Quelltext:
────────────────────────────────────────

So standen die Vorlagen Dorés in einigen der amerikanischen Reproduktionen auf einmal nackt und bloß da als das, was sie waren, als eine Reihe schnell hingeworfener Zeichnungen nämlich, die ohne die gewohnte Theatralik des tiefenräumlichen Illusionismus in der prosaischen Flächigkeit des Papiers verharrten. Doré´s Poe- Illustrationen markierten also nicht nur den Endpunkt seiner eigenen künstlerischen Laufbahn, sondern  sie läuteten auch das Ende der imperialen Phase des Holzstichs ein, dieses großen graphischen Kinos, das in den beiden zurückliegenden Jahrzehnten in der Illustrationskunst tonangebend war und das er selbst durch seine wirkmächtigen Illustrationswerke eingeleitet und definiert hatte.

────────────────────────────────────────

Schreib den Text über Dorés Poe-Illustrationen ab der Stelle mit "So standen die" bis einschließlich "und definiert hatte." erneut hin und ersetze darin "Zeichnungen" durch "Skizzen".

────────────────────────────────────────

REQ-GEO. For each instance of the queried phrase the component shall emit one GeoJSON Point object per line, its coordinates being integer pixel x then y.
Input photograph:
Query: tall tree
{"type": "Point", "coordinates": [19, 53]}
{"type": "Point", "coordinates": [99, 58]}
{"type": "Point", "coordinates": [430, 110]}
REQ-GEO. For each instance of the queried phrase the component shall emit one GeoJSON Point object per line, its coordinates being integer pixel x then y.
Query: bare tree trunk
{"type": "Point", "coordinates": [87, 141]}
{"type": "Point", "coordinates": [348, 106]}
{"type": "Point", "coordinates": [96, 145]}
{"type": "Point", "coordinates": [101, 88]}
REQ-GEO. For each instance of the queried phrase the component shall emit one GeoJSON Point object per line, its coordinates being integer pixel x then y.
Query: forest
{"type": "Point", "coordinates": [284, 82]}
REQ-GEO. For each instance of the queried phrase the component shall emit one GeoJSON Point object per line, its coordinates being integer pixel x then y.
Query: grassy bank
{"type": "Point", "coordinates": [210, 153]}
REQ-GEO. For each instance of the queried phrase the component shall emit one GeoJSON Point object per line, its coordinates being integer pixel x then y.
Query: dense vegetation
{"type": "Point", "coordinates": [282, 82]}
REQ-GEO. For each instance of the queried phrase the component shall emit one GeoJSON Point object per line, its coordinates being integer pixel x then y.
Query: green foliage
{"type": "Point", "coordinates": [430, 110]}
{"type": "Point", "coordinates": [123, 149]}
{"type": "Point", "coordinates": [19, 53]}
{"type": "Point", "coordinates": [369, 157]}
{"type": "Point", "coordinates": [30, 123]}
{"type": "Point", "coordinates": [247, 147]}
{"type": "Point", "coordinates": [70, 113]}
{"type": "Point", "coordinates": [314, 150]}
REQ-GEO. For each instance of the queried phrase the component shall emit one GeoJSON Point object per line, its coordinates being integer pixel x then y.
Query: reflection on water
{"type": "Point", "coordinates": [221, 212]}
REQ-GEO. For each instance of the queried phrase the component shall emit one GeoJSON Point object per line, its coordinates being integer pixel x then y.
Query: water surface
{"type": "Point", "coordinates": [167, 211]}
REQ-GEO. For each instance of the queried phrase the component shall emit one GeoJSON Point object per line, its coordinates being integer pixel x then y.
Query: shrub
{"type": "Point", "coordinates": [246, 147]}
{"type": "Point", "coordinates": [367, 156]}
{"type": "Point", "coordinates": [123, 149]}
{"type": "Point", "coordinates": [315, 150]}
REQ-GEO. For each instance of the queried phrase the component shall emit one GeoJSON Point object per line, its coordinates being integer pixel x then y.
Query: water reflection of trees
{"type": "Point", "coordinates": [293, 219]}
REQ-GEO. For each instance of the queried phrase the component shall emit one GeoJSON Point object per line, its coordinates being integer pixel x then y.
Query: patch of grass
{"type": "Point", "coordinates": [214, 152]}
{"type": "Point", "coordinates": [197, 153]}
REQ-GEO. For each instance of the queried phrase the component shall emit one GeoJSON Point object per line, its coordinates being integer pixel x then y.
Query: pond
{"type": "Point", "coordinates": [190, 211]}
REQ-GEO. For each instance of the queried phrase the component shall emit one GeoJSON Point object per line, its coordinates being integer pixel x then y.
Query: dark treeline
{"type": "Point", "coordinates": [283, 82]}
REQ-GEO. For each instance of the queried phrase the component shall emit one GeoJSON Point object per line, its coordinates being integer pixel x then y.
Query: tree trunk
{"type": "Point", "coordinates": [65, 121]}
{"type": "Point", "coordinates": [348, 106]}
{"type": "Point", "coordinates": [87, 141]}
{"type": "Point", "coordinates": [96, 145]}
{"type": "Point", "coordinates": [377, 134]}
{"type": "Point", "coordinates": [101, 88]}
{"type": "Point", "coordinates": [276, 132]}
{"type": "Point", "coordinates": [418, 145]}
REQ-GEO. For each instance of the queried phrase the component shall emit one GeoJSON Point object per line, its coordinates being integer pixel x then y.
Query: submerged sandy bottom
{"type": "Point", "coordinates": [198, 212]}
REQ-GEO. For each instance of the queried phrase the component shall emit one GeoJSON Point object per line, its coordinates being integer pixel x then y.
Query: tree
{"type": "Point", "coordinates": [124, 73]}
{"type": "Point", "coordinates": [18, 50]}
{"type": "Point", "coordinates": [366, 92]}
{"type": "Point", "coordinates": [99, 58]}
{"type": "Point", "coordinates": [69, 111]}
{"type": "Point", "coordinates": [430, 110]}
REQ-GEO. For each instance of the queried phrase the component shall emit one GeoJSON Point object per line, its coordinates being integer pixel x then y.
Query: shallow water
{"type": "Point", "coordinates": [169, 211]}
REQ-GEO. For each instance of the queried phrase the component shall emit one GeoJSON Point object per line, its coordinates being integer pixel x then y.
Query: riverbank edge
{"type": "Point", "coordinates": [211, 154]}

────────────────────────────────────────

Erwartete Antwort:
So standen die Vorlagen Dorés in einigen der amerikanischen Reproduktionen auf einmal nackt und bloß da als das, was sie waren, als eine Reihe schnell hingeworfener Skizzen nämlich, die ohne die gewohnte Theatralik des tiefenräumlichen Illusionismus in der prosaischen Flächigkeit des Papiers verharrten. Doré´s Poe- Illustrationen markierten also nicht nur den Endpunkt seiner eigenen künstlerischen Laufbahn, sondern  sie läuteten auch das Ende der imperialen Phase des Holzstichs ein, dieses großen graphischen Kinos, das in den beiden zurückliegenden Jahrzehnten in der Illustrationskunst tonangebend war und das er selbst durch seine wirkmächtigen Illustrationswerke eingeleitet und definiert hatte.